** Text block **
☆ ☆ ☆ ☆ ☆ ☆ ☆
"Maze: a cost-efficient video deduplication system at Web-scale"  

An Qin, Mengbai Xiao, Ben Huang, and Xiaodong Zhang  

Proceedings of 2022 ACM Conference on Multimedia (ACM MM 2022), 
Lisboa, Portugal, October 10-14, 2022.   


With the advancement and dominant service of Internet videos, the content-based video deduplication system becomes an essential and dependent infrastructure for Internet video service. However, the explosively growing video data on the Internet challenges the system design and implementation for its scalability in several ways. (1) Although the quantization-based indexing techniques are effective for searching visual features at a large scale, the costly re-training over the complete dataset must be done periodically. (2) The high-dimensional vectors for visual features demand increasingly large SSD space, degrading I/O performance. (3) Videos crawled from the Internet are diverse, and visually similar videos are not necessarily the duplicates, increasing deduplication complexity. (4) Most videos are edited ones. The duplicate contents are more likely discovered as clips inside the videos, demanding processing techniques with close attention to details. To address above-mentioned issues, we propose Maze, a fullfledged video deduplication system. Maze has an ANNS layer that indexes and searches the high dimensional feature vectors. The architecture of the ANNS layer supports efficient reads and writes and eliminates the data migration caused by re-training. Maze adopts the CNN-based feature and the ORB feature as the visual features, which are optimized for the specific video deduplication task. The features are compact and fully reside in the memory. Acoustic features are also incorporated in Maze so that the visually similar videos but having different audio tracks are recognizable. A clip-based matching algorithm is developed to discover duplicate contents at a fine granularity. Maze has been deployed as a production system for two years. It has indexed 1.3 billion videos and is indexing about 800 thousand videos per day. For the ANNS layer, the average read latency is 4 seconds and the average write latency is at most 4.84 seconds. The re-training over the complete dataset is no longer required no matter how many new data sets are added, eliminating the costly data migration between nodes. Maze recognizes the duplicate live streaming videos with both the similar appearance and the similar audio at a recall of 98%. Most importantly, Maze is also cost-effective. For example, the compact feature design helps save 5800 SSDs and the computation resources devoted to running the whole system decrease to 250K standard cores per billion videos.
☆ ☆ ☆ ☆ ☆ ☆ ☆
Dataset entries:
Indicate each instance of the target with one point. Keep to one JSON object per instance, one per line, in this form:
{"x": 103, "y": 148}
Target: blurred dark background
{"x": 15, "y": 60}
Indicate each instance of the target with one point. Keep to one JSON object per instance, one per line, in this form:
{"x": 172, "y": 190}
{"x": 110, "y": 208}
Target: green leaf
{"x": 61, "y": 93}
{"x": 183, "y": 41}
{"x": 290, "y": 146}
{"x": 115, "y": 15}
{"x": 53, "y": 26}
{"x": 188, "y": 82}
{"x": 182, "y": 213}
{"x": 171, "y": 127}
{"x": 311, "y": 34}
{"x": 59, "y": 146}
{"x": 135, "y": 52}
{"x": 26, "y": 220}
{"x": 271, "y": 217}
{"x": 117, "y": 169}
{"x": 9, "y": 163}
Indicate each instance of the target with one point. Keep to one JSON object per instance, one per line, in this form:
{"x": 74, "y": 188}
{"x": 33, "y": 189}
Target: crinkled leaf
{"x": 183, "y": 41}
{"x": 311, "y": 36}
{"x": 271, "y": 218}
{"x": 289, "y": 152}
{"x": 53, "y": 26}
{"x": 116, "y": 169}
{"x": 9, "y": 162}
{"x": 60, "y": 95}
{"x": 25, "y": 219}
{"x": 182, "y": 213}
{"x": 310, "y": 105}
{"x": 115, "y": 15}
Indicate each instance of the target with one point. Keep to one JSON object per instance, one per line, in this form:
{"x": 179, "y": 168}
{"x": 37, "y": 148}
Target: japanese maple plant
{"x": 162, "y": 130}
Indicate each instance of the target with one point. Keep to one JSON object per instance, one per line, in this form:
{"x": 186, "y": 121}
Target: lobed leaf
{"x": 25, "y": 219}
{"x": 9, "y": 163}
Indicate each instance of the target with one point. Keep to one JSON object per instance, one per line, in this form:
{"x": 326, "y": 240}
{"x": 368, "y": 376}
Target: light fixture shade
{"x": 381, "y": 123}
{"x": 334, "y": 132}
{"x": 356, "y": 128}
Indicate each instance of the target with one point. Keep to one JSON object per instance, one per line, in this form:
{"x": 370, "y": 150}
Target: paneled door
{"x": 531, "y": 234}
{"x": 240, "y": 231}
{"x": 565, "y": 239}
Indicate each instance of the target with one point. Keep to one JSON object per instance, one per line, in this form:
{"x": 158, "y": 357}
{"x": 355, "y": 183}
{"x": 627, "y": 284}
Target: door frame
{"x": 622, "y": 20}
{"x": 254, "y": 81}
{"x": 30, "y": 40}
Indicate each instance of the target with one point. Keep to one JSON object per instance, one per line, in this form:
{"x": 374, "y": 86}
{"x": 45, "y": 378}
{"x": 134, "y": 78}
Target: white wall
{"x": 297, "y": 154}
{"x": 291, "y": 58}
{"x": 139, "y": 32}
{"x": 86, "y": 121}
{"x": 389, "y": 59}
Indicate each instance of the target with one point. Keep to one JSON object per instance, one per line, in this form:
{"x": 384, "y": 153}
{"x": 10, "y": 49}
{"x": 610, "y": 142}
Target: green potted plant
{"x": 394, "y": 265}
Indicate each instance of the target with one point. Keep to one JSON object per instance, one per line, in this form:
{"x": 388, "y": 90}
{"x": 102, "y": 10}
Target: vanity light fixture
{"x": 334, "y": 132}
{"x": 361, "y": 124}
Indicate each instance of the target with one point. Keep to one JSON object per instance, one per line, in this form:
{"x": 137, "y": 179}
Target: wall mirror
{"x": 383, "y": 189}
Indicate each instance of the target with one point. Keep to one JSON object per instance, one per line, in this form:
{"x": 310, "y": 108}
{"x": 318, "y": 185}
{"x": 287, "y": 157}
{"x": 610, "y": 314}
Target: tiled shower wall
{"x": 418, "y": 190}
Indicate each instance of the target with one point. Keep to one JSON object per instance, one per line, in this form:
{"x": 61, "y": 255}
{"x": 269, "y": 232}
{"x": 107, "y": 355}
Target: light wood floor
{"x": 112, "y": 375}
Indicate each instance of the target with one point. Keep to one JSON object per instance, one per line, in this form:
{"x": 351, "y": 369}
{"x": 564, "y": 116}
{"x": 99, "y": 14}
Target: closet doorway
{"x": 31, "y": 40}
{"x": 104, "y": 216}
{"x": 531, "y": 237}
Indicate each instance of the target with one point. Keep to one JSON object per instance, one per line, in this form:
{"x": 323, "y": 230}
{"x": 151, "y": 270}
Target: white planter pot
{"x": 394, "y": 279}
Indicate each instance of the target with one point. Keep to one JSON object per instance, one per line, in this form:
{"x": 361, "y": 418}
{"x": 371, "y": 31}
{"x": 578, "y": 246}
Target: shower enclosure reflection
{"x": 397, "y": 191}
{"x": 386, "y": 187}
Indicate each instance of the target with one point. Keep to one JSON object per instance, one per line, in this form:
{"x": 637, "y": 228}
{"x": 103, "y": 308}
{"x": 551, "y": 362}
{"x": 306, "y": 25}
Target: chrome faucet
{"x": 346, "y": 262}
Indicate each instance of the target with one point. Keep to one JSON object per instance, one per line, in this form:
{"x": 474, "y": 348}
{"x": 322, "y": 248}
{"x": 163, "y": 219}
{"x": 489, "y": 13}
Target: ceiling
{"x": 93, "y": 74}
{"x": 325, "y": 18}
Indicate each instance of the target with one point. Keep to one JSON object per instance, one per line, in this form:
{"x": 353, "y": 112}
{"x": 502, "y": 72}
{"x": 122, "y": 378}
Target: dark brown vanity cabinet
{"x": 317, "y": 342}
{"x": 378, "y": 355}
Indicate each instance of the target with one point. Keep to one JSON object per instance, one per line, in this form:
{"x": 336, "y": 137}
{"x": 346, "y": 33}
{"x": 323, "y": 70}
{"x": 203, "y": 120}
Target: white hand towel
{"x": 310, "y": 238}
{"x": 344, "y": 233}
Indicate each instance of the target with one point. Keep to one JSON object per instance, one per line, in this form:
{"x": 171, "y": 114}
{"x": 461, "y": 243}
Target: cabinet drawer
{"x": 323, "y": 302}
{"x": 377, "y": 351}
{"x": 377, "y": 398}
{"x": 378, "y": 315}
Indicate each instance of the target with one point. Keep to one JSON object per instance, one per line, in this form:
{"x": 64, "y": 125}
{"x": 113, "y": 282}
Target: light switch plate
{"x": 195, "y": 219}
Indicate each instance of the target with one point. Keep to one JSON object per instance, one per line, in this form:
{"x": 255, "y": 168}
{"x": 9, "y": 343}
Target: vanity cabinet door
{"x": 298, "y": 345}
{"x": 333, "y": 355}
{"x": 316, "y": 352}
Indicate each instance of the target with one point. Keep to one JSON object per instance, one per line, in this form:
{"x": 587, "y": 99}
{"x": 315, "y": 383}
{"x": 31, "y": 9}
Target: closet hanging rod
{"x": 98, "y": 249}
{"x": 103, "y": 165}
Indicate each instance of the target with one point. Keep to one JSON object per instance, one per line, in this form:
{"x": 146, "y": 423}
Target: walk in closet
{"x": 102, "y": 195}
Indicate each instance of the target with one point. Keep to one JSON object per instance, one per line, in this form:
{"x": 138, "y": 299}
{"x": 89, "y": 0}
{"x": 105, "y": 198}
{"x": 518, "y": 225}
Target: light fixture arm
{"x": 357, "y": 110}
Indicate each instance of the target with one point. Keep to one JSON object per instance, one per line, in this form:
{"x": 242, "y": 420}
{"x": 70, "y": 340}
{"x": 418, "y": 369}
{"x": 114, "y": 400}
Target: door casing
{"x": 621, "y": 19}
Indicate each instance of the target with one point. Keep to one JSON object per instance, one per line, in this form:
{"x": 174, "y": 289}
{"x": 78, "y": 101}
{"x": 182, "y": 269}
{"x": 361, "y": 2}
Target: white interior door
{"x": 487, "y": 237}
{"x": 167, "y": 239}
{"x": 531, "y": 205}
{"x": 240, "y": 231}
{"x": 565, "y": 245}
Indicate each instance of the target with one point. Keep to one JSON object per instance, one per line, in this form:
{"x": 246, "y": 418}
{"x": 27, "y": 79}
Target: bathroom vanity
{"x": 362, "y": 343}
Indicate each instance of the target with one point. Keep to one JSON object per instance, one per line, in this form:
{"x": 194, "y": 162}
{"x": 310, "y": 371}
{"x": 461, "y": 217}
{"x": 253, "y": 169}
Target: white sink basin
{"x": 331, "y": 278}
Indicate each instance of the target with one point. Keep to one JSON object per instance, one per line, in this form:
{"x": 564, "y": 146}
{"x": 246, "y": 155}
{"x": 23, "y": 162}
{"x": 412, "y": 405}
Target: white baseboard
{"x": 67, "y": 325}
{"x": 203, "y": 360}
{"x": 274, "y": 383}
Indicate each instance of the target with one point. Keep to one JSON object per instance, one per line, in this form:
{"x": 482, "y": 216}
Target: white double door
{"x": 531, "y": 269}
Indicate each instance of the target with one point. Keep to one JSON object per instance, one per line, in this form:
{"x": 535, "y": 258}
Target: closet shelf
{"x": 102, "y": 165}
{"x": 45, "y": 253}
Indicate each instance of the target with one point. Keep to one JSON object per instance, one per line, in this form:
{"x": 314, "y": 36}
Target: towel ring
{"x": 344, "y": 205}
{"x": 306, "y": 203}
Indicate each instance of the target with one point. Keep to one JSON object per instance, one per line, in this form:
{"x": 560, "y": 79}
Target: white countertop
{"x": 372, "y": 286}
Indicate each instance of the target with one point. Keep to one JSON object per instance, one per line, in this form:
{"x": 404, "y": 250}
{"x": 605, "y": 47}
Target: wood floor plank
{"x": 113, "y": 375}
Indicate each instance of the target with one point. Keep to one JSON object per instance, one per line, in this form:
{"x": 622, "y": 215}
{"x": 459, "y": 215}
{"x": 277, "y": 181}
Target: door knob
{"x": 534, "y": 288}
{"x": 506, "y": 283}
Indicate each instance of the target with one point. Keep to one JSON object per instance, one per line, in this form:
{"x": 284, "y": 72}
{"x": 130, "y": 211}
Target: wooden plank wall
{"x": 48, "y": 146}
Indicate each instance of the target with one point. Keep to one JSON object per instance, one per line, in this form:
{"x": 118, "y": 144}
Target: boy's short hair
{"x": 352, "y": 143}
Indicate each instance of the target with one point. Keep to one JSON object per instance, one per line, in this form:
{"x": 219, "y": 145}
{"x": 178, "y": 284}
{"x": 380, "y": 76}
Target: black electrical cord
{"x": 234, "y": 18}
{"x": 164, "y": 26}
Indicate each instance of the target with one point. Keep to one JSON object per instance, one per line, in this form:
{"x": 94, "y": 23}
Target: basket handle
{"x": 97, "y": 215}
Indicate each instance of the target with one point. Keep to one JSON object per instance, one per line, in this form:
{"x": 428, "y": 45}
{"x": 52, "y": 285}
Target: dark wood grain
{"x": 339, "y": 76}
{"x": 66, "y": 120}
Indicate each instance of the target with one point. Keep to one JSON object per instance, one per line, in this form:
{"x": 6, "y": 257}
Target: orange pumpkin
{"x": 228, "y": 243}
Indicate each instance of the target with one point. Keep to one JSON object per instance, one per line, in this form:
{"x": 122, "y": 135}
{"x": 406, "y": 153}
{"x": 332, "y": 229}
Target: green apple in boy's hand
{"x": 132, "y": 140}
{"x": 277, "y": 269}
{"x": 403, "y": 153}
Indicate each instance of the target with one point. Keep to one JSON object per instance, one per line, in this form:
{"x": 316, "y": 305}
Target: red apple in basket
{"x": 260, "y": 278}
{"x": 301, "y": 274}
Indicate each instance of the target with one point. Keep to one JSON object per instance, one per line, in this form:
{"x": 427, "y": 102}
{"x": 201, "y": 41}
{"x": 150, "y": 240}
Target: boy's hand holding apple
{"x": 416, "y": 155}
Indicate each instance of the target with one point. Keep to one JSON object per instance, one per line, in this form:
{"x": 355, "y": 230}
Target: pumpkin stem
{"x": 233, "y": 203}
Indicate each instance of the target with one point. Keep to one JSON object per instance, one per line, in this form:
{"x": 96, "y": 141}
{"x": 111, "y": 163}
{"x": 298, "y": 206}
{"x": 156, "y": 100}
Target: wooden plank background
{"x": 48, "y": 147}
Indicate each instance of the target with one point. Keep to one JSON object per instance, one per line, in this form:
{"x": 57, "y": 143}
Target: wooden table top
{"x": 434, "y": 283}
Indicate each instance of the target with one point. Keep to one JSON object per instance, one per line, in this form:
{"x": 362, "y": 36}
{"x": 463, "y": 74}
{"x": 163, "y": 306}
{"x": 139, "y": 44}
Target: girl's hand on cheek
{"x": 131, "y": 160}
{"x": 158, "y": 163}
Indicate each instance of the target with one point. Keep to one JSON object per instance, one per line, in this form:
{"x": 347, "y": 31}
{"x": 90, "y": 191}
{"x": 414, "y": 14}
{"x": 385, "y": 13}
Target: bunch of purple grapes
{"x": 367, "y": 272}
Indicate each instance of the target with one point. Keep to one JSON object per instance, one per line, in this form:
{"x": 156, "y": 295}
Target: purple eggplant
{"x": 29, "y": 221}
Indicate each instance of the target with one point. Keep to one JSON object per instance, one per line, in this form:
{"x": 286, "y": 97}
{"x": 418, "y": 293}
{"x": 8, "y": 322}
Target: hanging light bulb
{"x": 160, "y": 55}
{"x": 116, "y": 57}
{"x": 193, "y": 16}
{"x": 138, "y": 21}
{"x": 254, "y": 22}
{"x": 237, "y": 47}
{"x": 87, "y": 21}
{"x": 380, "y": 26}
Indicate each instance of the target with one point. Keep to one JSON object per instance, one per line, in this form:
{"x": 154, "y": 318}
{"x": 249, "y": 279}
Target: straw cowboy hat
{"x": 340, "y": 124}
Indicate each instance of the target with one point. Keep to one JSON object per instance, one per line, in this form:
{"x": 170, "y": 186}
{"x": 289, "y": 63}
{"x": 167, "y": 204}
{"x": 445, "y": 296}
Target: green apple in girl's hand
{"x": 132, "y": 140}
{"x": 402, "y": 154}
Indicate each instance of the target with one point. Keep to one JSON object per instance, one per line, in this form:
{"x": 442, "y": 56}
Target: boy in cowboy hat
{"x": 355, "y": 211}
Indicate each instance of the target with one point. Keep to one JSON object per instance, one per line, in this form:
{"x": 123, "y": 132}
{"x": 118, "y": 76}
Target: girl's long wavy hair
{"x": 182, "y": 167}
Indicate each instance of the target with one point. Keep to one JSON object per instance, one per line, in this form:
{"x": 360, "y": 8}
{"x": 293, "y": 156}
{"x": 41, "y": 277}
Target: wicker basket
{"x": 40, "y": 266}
☆ ☆ ☆ ☆ ☆ ☆ ☆
** Assigned task 1 **
Substitute "Lisbon" for "Lisboa" and give the Maze abstract again, starting at "An Qin, Mengbai" and ending at "October 10-14, 2022.".
** Assigned task 2 **
Which kinds of features does the Maze abstract say Maze incorporates?
** Assigned task 3 **
Condense the paragraph of the Maze abstract that begins "With the advancement and dominant service of Internet videos" into a short list, keeping its main facts.
Rely on the Maze abstract alone.

** Your solution 1 **
An Qin, Mengbai Xiao, Ben Huang, and Xiaodong Zhang  

Proceedings of 2022 ACM Conference on Multimedia (ACM MM 2022), 
Lisbon, Portugal, October 10-14, 2022.

** Your solution 2 **
- CNN-based feature
- ORB feature
- Acoustic features

** Your solution 3 **
- Content-based video deduplication is essential infrastructure for Internet video service. Explosive growth in video data strains its scalability in four ways:
  - Quantization-based indexing requires costly periodic re-training over the complete dataset.
  - High-dimensional feature vectors demand growing SSD space and degrade I/O.
  - Visually similar crawled videos are not necessarily duplicates.
  - Most videos are edited, so duplicates appear as clips inside them.
- Maze, a full-fledged deduplication system, addresses these issues:
  - An ANNS layer indexes and searches feature vectors, supports efficient reads and writes, and eliminates re-training-driven data migration.
  - Compact CNN-based and ORB visual features reside fully in memory.
  - Acoustic features distinguish visually similar videos with different audio.
  - A clip-based matching algorithm finds duplicates at fine granularity.
- Results:
  - Maze has been in production for two years, has indexed 1.3 billion videos, and indexes about 800 thousand per day.
  - The ANNS layer has an average read latency of 4 seconds and an average write latency of at most 4.84 seconds.
  - Full re-training is no longer required.
  - Duplicate live streaming videos are recognized at a recall of 98%.
  - It saves 5800 SSDs and needs 250K standard cores per billion videos.